» **Problem to work on**
Rewrite the lines from the line with "--target mountain range" to the line with "M 151 80 L 181", substituting "distinct parts" for "separate parts" and leaving everything else the same.

Excerpts from annotation records
################
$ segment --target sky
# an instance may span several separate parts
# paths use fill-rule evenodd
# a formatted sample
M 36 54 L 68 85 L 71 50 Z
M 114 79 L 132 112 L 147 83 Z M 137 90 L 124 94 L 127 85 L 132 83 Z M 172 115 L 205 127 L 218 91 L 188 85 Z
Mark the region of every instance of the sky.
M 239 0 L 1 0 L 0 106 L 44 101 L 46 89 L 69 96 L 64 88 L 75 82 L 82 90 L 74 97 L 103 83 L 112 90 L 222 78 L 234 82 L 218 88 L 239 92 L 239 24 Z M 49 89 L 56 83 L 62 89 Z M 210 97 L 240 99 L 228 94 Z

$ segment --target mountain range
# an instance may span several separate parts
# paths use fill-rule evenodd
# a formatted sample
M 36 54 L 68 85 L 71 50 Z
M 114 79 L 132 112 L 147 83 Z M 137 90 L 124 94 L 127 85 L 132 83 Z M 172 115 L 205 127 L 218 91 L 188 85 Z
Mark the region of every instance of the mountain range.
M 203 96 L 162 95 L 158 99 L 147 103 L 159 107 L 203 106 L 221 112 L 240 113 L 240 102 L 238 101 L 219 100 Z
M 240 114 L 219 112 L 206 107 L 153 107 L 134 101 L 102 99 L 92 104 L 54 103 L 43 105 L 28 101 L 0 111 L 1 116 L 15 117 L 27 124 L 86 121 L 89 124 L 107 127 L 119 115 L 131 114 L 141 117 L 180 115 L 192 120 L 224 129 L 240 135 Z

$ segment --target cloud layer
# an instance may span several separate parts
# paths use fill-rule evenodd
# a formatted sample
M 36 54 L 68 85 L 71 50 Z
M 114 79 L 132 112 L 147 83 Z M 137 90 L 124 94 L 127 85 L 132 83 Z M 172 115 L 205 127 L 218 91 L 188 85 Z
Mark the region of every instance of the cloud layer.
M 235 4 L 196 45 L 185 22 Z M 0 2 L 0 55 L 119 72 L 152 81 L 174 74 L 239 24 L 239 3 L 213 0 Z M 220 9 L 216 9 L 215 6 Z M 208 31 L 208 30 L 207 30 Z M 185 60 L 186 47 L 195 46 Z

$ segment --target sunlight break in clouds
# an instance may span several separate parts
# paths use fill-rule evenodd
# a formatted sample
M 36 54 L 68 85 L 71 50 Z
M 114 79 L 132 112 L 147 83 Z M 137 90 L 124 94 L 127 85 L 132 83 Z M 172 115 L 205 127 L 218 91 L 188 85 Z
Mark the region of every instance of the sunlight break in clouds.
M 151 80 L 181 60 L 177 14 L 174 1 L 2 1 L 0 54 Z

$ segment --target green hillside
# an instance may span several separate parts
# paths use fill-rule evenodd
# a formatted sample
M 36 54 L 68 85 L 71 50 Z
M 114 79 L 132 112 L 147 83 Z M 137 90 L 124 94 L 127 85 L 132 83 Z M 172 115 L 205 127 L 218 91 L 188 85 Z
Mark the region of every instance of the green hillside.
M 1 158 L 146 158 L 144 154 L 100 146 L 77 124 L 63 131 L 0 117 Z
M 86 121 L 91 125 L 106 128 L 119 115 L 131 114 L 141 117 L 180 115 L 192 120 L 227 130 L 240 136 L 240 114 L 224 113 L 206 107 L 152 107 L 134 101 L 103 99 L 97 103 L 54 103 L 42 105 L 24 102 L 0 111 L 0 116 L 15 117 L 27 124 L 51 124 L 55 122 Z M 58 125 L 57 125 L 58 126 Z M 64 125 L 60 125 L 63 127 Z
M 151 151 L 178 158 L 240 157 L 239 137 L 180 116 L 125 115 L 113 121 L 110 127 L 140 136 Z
################
» **Correct response**
$ segment --target mountain range
# an instance may span several distinct parts
# paths use fill-rule evenodd
# a formatted sample
M 36 54 L 68 85 L 71 50 Z
M 114 79 L 132 112 L 147 83 Z M 137 90 L 124 94 L 127 85 L 132 83 Z M 172 115 L 205 127 L 218 91 L 188 85 Z
Mark the region of every instance of the mountain range.
M 203 96 L 162 95 L 158 99 L 147 103 L 159 107 L 203 106 L 221 112 L 240 113 L 240 102 L 238 101 L 219 100 Z
M 240 114 L 219 112 L 206 107 L 153 107 L 134 101 L 102 99 L 92 104 L 54 103 L 43 105 L 28 101 L 0 111 L 1 116 L 15 117 L 27 124 L 86 121 L 89 124 L 107 127 L 119 115 L 131 114 L 141 117 L 180 115 L 192 120 L 224 129 L 240 135 Z

$ segment --target cloud layer
# an instance may span several distinct parts
# paths use fill-rule evenodd
# a formatted sample
M 36 54 L 68 85 L 71 50 Z
M 114 79 L 132 112 L 147 83 Z M 137 90 L 124 94 L 127 85 L 132 83 Z M 172 115 L 205 127 L 218 91 L 188 85 Z
Mark the region of every instance of the cloud layer.
M 235 4 L 196 45 L 185 22 Z M 0 2 L 0 55 L 119 72 L 152 81 L 174 74 L 239 24 L 239 3 L 213 0 Z M 220 9 L 216 9 L 215 6 Z M 208 31 L 208 30 L 207 30 Z M 185 60 L 186 47 L 195 46 Z

$ segment --target sunlight break in clouds
# an instance may span several distinct parts
# paths use fill-rule evenodd
# a formatted sample
M 36 54 L 68 85 L 71 50 Z
M 114 79 L 132 112 L 147 83 Z M 137 90 L 124 94 L 127 85 L 132 83 Z M 172 115 L 205 127 L 218 91 L 188 85 Z
Mark the region of every instance of the sunlight break in clouds.
M 151 80 L 181 60 L 177 14 L 174 1 L 2 1 L 0 54 Z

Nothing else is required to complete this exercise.